◆ **所给摘录**
....................

高速向 postgreSQL数据库中写入数据

最新推荐文章于 2025-11-02 08:53:05 发布

转载最新推荐文章于 2025-11-02 08:53:05 发布 · 1.5k 阅读

CC 4.0 BY-SA版权

原文链接：https://www.cnblogs.com/xo1990/p/15544826.html,https://blog.youkuaiyun.com/weixin_43235307/article/details/122165682,https://blog.youkuaiyun.com/weixin_44731100/article/details/102677927,https://blog.youkuaiyun.com/qq_40659982/article/details/108826788

文章标签：

#数据库 #postgresql

技术综合专栏收录该内容

60 篇文章

订阅专栏

向postgreSQL数据表中写入数据有多种方法，这里记录效率相对比较高的两种。

1、insert into

将要写入的数据组织成 dict 组成的 List，然后一次性写入。

import psycopg2 as pg
import psycopg2.extras as extras
import pandas as pd

from typing import List
from datetime import datetime
from sklearn.datasets import load_iris


def df_to_dict_lst(res_df: pd.DataFrame) -> List:
    res_df = res_df.fillna(' ')
    cols_lst = res_df.columns.tolist()
    dic_lst = []
    for row_ in res_df.values:
        dic = {k: str(v) for k, v in zip(cols_lst, row_)}
        dic_lst.append(dic)
    return dic_lst


def create_table() -> tuple:
    conn = pg.connect(database="xxxx",
                      user="xxxx",
                      password="xxxx",
                      host="xxxx",
                      port="xxxx")

    cur = conn.cursor(cursor_factory=extras.DictCursor)
    sql = """
        CREATE TABLE trial(
            col1 VARCHAR(50),
            col2 VARCHAR(50),
            col3 VARCHAR(50),
            col4 VARCHAR(50)
        );
        """
    cur.execute(sql)

....................

◆ **给定任务 1**
请重写所给摘录中从“import psycopg2 as”起直至“res_df = res_df.fillna(' ')”（含）的部分，并将其中的“res_df”一律替换为“data_df”。

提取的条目
....................

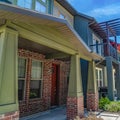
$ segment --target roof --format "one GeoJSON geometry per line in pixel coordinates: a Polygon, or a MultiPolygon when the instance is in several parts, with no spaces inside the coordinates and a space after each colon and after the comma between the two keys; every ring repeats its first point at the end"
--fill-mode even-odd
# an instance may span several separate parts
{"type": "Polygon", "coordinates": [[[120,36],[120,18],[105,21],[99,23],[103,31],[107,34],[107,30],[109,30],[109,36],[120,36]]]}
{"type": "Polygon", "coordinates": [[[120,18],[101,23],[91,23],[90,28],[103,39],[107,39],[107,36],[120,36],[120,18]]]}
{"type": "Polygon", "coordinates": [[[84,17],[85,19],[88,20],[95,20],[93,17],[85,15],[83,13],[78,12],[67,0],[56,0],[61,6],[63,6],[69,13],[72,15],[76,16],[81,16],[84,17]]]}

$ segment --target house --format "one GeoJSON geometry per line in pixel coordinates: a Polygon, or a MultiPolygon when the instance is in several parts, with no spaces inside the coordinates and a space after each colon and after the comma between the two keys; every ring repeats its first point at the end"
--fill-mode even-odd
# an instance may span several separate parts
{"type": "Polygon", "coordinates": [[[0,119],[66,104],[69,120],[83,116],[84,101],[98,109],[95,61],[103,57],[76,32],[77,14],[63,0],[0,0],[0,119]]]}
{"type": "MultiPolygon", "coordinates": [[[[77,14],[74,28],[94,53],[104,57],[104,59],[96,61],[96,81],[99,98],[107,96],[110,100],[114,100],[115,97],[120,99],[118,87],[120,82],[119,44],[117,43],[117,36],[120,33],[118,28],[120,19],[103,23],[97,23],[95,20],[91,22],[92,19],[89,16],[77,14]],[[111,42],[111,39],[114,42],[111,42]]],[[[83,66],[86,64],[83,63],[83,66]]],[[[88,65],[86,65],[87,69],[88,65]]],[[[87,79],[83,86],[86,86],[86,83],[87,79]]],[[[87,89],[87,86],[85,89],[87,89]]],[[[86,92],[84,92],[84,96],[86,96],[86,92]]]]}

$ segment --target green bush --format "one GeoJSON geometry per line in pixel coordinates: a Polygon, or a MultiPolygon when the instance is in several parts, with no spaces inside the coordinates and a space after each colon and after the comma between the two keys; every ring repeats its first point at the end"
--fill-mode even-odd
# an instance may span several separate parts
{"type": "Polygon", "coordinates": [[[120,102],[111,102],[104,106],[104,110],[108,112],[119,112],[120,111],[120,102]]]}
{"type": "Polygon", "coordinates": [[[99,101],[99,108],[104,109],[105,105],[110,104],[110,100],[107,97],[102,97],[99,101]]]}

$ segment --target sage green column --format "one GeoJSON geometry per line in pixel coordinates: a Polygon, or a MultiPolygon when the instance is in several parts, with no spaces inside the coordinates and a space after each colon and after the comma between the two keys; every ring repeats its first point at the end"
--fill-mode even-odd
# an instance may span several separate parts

....................

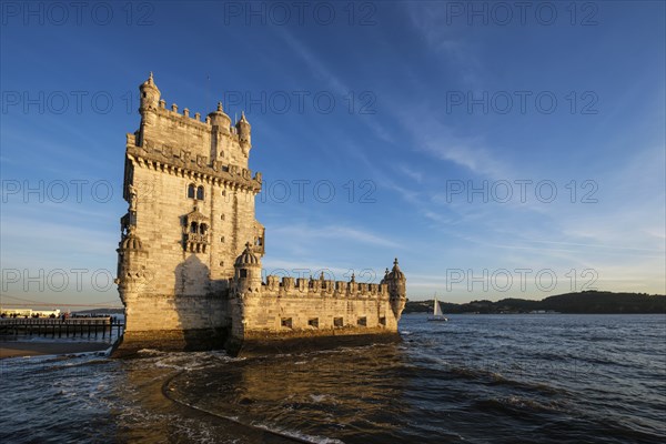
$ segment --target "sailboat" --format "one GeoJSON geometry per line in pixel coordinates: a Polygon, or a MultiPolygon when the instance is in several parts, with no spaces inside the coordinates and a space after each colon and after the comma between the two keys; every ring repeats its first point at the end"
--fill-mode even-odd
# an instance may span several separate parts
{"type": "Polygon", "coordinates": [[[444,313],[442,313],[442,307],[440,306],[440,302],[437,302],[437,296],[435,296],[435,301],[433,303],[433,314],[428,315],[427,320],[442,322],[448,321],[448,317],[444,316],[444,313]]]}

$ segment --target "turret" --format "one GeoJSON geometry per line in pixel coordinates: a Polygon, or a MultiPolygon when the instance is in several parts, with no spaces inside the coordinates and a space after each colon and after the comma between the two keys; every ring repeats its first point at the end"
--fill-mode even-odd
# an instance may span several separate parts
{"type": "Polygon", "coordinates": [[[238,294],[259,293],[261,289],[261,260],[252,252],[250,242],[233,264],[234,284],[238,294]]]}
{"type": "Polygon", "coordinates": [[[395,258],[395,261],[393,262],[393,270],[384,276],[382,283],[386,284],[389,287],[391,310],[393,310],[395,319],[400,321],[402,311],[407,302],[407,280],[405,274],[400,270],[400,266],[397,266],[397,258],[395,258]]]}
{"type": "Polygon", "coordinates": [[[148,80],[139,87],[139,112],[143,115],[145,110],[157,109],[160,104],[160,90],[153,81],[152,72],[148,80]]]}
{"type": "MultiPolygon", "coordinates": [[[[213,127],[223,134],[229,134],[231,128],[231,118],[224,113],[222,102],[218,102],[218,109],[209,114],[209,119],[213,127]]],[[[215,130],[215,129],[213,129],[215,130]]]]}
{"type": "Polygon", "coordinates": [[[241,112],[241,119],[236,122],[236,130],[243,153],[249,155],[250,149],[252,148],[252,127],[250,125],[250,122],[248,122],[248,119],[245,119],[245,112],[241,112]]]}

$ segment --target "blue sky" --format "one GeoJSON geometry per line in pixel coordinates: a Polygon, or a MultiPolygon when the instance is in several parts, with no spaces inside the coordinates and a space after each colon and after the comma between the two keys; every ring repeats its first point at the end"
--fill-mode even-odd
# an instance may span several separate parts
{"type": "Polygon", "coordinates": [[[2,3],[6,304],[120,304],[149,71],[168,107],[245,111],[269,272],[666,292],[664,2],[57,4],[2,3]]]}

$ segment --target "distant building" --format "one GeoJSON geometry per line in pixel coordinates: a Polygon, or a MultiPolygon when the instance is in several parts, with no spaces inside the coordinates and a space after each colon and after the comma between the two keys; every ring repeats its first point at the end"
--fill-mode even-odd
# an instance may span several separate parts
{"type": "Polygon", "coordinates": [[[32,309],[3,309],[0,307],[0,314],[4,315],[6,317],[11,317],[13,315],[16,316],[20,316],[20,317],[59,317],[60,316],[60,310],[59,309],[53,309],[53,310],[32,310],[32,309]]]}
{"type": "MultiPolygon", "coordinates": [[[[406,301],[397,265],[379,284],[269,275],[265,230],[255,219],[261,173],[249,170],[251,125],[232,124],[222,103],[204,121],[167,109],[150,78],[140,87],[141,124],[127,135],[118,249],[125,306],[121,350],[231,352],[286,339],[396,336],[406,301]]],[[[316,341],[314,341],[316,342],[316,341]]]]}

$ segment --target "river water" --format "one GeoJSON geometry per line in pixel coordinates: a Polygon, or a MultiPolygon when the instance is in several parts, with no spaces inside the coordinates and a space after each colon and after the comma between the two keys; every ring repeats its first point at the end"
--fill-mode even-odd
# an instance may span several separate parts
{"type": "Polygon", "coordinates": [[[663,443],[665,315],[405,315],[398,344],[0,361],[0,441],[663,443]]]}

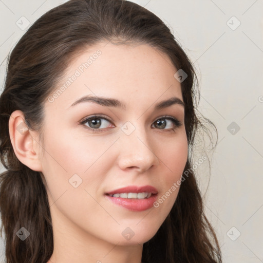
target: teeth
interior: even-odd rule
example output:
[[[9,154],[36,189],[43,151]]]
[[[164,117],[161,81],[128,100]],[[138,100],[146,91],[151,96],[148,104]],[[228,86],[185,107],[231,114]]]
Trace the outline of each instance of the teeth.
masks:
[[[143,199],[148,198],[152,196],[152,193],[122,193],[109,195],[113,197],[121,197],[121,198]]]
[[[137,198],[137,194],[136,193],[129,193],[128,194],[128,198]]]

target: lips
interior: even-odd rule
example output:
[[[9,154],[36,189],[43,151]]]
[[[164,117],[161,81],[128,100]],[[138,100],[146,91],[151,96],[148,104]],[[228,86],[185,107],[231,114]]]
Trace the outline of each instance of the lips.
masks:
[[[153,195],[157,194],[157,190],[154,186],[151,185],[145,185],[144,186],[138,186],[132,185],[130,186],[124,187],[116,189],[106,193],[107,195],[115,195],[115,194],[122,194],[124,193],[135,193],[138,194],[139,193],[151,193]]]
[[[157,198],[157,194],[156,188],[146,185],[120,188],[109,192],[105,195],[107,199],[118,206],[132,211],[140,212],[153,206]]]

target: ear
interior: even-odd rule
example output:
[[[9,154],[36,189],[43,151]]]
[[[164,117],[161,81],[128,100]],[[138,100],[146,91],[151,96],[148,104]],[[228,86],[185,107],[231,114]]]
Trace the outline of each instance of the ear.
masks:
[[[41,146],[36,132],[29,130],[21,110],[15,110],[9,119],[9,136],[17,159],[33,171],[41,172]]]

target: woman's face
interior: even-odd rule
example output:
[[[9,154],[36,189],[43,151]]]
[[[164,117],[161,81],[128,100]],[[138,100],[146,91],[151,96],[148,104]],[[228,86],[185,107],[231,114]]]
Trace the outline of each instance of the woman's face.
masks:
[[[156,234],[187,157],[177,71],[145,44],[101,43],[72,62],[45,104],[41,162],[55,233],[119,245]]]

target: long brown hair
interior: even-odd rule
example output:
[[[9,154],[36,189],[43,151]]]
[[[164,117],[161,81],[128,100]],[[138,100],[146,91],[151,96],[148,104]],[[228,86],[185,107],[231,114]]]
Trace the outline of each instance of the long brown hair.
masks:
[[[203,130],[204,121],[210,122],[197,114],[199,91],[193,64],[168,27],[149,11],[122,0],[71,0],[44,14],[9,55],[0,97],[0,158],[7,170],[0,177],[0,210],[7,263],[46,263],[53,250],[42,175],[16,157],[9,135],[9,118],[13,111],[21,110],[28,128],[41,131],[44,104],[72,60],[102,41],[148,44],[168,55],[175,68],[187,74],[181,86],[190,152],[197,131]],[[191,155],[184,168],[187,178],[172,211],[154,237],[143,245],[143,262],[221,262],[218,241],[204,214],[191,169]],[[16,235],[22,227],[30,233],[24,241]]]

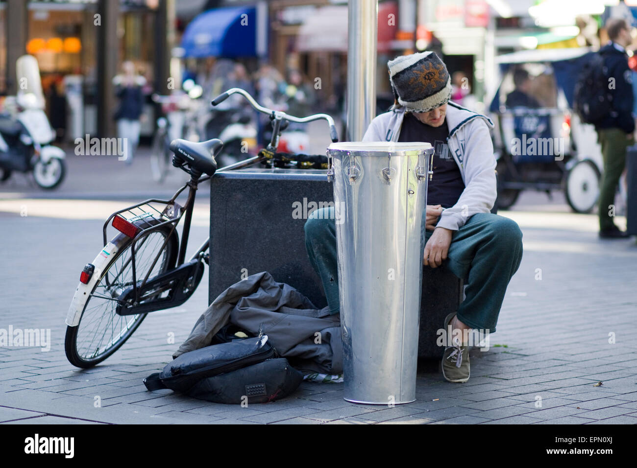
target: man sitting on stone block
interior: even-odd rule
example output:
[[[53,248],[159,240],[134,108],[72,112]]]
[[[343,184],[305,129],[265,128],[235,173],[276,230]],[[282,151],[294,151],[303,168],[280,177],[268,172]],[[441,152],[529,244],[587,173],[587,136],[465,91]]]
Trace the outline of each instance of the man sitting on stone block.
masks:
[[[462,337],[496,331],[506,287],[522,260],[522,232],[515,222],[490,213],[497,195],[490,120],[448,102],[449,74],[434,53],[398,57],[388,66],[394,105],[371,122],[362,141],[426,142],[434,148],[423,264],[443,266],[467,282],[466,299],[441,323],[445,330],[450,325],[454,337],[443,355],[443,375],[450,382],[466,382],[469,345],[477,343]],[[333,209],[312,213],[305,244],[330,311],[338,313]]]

....................

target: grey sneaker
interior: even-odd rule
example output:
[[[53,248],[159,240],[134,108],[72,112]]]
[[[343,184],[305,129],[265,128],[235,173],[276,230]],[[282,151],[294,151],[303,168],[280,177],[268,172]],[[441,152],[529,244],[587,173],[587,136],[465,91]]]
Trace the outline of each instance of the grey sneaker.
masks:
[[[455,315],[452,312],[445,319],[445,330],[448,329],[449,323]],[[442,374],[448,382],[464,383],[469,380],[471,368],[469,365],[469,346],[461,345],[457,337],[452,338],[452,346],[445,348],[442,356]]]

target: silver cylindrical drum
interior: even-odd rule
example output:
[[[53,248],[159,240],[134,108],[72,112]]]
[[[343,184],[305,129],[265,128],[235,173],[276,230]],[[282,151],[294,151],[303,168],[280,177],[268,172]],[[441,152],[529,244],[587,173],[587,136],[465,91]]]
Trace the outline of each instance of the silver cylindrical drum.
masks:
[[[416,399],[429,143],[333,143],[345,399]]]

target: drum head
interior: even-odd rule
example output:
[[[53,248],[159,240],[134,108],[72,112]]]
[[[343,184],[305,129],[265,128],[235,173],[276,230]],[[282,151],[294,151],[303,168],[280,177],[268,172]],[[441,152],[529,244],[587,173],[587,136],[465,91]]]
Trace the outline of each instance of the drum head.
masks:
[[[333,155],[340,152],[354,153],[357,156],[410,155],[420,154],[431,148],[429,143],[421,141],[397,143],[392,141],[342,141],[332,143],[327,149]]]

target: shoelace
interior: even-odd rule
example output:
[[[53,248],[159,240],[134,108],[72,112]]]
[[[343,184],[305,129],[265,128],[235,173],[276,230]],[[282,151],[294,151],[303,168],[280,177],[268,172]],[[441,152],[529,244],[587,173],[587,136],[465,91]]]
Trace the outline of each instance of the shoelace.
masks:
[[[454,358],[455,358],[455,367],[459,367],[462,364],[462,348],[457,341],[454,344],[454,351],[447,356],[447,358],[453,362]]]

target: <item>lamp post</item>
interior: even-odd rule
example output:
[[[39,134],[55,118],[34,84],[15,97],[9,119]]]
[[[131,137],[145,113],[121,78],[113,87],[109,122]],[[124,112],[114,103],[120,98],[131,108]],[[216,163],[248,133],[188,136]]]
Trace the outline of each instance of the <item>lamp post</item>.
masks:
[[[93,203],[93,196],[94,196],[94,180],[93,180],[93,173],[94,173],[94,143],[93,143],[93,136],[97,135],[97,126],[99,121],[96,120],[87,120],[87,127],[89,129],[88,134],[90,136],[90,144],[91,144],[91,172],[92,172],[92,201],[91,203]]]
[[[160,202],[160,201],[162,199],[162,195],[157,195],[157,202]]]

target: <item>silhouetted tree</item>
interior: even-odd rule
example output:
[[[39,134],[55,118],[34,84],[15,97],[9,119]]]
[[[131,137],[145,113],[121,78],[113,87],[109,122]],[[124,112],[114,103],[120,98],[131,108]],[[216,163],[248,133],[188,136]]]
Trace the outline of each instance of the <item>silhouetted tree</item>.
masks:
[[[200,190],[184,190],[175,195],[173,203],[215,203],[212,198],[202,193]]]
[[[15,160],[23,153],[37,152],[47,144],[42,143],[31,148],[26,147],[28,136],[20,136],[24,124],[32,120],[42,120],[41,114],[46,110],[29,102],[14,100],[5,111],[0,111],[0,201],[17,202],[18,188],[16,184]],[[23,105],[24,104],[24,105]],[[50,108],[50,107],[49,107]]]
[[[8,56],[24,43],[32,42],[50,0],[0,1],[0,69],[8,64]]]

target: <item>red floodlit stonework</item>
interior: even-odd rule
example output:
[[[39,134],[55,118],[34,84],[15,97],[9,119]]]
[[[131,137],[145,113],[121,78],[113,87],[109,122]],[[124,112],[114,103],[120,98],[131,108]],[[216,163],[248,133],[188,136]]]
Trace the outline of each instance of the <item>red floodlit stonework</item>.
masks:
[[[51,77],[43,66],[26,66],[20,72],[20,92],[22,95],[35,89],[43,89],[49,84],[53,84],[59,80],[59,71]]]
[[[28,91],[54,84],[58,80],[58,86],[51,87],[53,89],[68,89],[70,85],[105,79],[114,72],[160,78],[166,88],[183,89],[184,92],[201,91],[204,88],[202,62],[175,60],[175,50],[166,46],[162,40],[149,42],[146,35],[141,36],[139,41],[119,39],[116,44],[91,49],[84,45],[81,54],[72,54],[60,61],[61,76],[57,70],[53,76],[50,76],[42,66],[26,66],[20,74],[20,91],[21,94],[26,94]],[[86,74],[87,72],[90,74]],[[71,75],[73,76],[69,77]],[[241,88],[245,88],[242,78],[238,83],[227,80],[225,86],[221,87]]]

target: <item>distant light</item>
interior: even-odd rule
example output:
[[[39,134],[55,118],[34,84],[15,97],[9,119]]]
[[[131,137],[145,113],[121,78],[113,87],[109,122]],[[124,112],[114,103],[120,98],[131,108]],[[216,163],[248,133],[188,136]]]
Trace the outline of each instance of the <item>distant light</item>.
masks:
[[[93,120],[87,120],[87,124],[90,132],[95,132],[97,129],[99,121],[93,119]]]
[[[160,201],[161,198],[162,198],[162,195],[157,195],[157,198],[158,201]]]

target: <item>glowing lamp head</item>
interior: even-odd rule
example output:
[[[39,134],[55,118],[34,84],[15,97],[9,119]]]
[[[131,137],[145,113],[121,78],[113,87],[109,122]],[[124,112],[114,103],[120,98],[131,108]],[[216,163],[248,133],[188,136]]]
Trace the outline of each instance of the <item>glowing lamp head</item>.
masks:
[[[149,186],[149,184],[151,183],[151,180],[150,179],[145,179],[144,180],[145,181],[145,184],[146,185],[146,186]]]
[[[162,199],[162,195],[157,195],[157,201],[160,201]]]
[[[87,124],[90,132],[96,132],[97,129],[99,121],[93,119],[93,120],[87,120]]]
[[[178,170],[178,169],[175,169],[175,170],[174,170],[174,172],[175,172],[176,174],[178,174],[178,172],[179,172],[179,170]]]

....................

◆ **给定任务 2**
请仅重新写出条目中从含有“target: silver cylindrical drum”的一行起，直至含有“[[[160,202],[160,201],[162,199],[162,195],[157,195],[157,202]]]”的一行（含）为止的各行，指令一并保留，并将答案中的每个坐标数值都增加26。

◆ **书面答案 1**
import psycopg2 as pg
import psycopg2.extras as extras
import pandas as pd

from typing import List
from datetime import datetime
from sklearn.datasets import load_iris


def df_to_dict_lst(data_df: pd.DataFrame) -> List:
    data_df = data_df.fillna(' ')

◆ **书面答案 2**
target: silver cylindrical drum
interior: even-odd rule
example output:
[[[53,248],[159,240],[134,108],[72,112]]]
[[[343,184],[305,129],[265,128],[235,173],[276,230]],[[282,151],[294,151],[303,168],[280,177],[268,172]],[[441,152],[529,244],[587,173],[587,136],[465,91]]]
Trace the outline of each instance of the silver cylindrical drum.
masks:
[[[442,425],[455,169],[359,169],[371,425]]]

target: drum head
interior: even-odd rule
example output:
[[[53,248],[159,240],[134,108],[72,112]]]
[[[343,184],[305,129],[265,128],[235,173],[276,230]],[[282,151],[294,151],[303,168],[280,177],[268,172]],[[441,152],[529,244],[587,173],[587,136],[465,91]]]
Trace the outline of each instance of the drum head.
masks:
[[[359,181],[366,178],[380,179],[383,182],[436,181],[446,180],[457,174],[455,169],[447,167],[423,169],[418,167],[368,167],[358,169],[353,175]]]

target: shoelace
interior: even-odd rule
example output:
[[[53,248],[159,240],[134,108],[72,112]]]
[[[343,184],[305,129],[265,128],[235,173],[276,230]],[[282,151],[294,151],[303,168],[280,177],[268,172]],[[441,152],[529,244],[587,173],[587,136],[465,91]]]
Trace the outline of each instance of the shoelace.
masks:
[[[480,384],[481,384],[481,393],[485,393],[488,390],[488,374],[483,367],[480,370],[480,377],[473,382],[473,384],[479,388]]]

target: <item>lamp post</item>
interior: even-odd rule
example output:
[[[39,134],[55,118],[34,84],[15,97],[9,119]]]
[[[131,137],[145,113],[121,78],[113,87],[109,122]],[[124,112],[114,103],[120,98],[131,108]],[[216,163],[248,133],[188,136]]]
Trace the outline of each instance of the <item>lamp post</item>.
masks:
[[[119,229],[119,222],[120,222],[120,206],[119,206],[119,199],[120,199],[120,169],[119,169],[119,162],[123,161],[123,152],[125,147],[122,146],[113,146],[113,153],[115,155],[114,160],[116,162],[116,170],[117,170],[117,198],[118,198],[118,227],[117,229]]]
[[[186,228],[186,227],[188,225],[188,221],[183,221],[183,228]]]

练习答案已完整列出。